**Quoted passage:**
┄┄┄┄┄┄┄┄┄┄
The Panic of 1866 was a major financial crisis in the United Kingdom that accompanied the failure of Overend, Gurney and Company, a leading wholesale discount bank based in the City of London.

Only one in six of the joint-stock banks formed since 1844 survived this crisis. The Companies Act 1862 had created a financial boom which laid the groundwork for the larger banks of British finance during the latter half of the 19th century. The Panic decimated shipbuilding in London, and the Millwall Iron Works holding company collapsed.

==Impact on foreign trade==
The primary importance of the expansion of credit was its role in foreign trade. Historians P. J. Cain and A. G. Hopkins note that "gentlemanly capitalism" (a class-conscious form of white-collar work in finance, insurance, shipping and the Empire) was the key to the growth of the Empire and its economic growth beginning in 1850. Historian David Kynaston notes the shift in the discount bills in the 1860s, particularly to finance supplies for the American Civil War, and Richard Roberts describes the 1860s, 1870s and 1880s as the "internationalisation of the discount market".

According to a 2022 study, "countries exposed to bank failures in London immediately exported significantly less and did not recover their lost growth relative to unexposed places. Their market shares within each destination also remained significantly lower for four decades."
┄┄┄┄┄┄┄┄┄┄
**Dataset excerpts:**
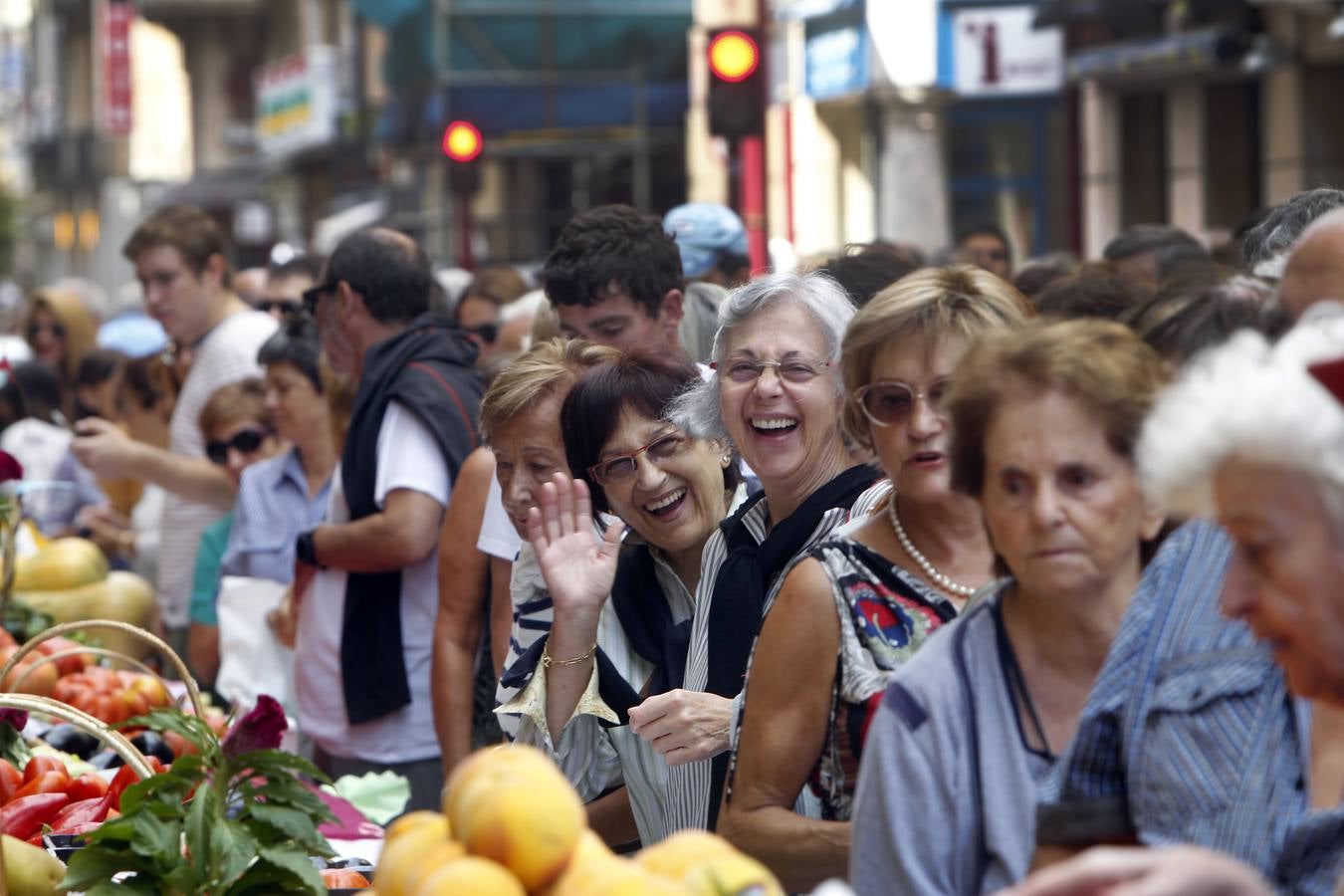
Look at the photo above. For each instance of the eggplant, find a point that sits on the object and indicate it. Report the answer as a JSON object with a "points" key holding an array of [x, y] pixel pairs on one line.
{"points": [[69, 739], [152, 745], [107, 760]]}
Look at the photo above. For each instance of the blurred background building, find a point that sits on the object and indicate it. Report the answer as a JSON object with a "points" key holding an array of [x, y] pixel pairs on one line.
{"points": [[298, 121]]}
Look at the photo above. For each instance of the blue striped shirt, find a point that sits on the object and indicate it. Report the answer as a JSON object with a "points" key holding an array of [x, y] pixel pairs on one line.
{"points": [[1190, 734], [272, 511]]}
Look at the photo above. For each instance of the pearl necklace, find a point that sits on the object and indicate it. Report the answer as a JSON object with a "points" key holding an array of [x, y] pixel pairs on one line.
{"points": [[929, 569]]}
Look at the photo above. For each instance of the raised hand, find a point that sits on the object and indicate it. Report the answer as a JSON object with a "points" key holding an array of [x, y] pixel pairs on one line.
{"points": [[578, 567]]}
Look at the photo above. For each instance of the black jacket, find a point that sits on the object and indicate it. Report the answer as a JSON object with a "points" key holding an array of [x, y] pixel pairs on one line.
{"points": [[429, 369]]}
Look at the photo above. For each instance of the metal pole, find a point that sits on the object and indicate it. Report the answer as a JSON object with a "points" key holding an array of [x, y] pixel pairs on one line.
{"points": [[752, 156]]}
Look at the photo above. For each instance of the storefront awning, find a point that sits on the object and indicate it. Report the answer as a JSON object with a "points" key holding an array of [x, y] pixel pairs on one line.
{"points": [[1186, 53]]}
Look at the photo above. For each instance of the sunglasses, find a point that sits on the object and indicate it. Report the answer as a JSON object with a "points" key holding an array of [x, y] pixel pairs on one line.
{"points": [[891, 402], [622, 468], [741, 369], [57, 330], [244, 442], [283, 305]]}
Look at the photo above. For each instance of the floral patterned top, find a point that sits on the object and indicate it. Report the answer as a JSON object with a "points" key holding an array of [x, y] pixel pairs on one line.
{"points": [[886, 614]]}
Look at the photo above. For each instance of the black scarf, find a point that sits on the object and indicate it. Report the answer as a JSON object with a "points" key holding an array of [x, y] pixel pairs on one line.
{"points": [[427, 368], [745, 579]]}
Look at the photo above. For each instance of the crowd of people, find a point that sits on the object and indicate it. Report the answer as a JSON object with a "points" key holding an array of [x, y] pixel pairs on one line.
{"points": [[928, 573]]}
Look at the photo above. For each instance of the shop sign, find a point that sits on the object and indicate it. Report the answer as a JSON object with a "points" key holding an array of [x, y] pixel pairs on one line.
{"points": [[997, 51], [837, 61], [114, 64], [296, 103]]}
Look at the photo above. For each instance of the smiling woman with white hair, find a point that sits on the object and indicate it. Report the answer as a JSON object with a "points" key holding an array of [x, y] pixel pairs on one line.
{"points": [[1251, 435], [777, 396]]}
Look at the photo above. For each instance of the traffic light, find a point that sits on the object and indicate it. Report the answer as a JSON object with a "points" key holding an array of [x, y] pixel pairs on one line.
{"points": [[737, 82], [463, 145]]}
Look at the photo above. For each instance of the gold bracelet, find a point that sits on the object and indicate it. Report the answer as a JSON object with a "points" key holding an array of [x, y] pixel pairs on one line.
{"points": [[549, 662]]}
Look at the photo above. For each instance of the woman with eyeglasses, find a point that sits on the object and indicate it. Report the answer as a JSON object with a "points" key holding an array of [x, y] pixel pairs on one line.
{"points": [[621, 610], [860, 602], [237, 427], [61, 331], [776, 398], [1044, 422]]}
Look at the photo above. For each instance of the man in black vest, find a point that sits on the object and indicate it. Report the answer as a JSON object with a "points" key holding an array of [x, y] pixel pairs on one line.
{"points": [[365, 617]]}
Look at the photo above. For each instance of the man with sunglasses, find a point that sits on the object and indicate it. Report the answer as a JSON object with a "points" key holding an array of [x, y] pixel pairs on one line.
{"points": [[181, 262], [367, 579]]}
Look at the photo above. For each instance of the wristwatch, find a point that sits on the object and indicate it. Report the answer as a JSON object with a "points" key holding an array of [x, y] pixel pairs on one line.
{"points": [[306, 551]]}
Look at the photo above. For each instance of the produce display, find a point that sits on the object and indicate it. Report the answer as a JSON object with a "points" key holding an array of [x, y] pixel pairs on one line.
{"points": [[513, 825], [68, 580]]}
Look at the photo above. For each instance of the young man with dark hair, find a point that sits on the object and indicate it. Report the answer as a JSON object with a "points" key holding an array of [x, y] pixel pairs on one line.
{"points": [[180, 260], [365, 625], [614, 278], [986, 245]]}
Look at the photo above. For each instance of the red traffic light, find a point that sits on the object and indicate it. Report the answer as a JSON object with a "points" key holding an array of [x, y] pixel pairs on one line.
{"points": [[463, 141], [733, 55]]}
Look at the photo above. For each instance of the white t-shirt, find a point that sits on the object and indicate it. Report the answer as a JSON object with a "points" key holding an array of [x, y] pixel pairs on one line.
{"points": [[499, 538], [226, 354], [407, 458]]}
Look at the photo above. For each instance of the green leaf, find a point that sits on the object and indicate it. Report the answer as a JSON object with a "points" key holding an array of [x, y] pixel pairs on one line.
{"points": [[296, 864], [202, 814], [91, 865], [154, 838], [234, 849]]}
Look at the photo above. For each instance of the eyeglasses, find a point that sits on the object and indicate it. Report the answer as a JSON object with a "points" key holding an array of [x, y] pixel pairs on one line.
{"points": [[891, 402], [795, 369], [618, 469], [283, 305], [244, 442], [314, 295], [56, 328]]}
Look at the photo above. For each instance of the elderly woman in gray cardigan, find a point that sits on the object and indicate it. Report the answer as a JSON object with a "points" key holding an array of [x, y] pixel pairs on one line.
{"points": [[1044, 425]]}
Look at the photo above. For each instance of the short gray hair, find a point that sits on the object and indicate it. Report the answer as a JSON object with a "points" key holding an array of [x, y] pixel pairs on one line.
{"points": [[698, 410], [1254, 400], [1266, 245]]}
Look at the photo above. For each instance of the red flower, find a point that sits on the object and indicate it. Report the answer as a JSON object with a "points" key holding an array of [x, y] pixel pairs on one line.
{"points": [[258, 730], [10, 468]]}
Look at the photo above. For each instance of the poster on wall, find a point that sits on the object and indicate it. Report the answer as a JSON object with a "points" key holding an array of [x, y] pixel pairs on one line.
{"points": [[997, 51]]}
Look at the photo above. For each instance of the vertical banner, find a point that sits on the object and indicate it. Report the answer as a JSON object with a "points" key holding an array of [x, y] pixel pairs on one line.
{"points": [[114, 65]]}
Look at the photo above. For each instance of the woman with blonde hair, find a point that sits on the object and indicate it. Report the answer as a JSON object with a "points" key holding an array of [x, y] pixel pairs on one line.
{"points": [[61, 331], [1044, 423], [872, 591]]}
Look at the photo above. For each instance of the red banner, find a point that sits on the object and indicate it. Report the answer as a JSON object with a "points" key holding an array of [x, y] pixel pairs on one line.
{"points": [[114, 57]]}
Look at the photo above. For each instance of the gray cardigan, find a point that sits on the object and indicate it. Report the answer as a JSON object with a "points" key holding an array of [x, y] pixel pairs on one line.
{"points": [[947, 795]]}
┄┄┄┄┄┄┄┄┄┄
**What you should do:** Reproduce the passage on the Panic of 1866 word for word, in full, keeping its original wording and punctuation.

**Your response:**
The Panic of 1866 was a major financial crisis in the United Kingdom that accompanied the failure of Overend, Gurney and Company, a leading wholesale discount bank based in the City of London.

Only one in six of the joint-stock banks formed since 1844 survived this crisis. The Companies Act 1862 had created a financial boom which laid the groundwork for the larger banks of British finance during the latter half of the 19th century. The Panic decimated shipbuilding in London, and the Millwall Iron Works holding company collapsed.

==Impact on foreign trade==
The primary importance of the expansion of credit was its role in foreign trade. Historians P. J. Cain and A. G. Hopkins note that "gentlemanly capitalism" (a class-conscious form of white-collar work in finance, insurance, shipping and the Empire) was the key to the growth of the Empire and its economic growth beginning in 1850. Historian David Kynaston notes the shift in the discount bills in the 1860s, particularly to finance supplies for the American Civil War, and Richard Roberts describes the 1860s, 1870s and 1880s as the "internationalisation of the discount market".

According to a 2022 study, "countries exposed to bank failures in London immediately exported significantly less and did not recover their lost growth relative to unexposed places. Their market shares within each destination also remained significantly lower for four decades."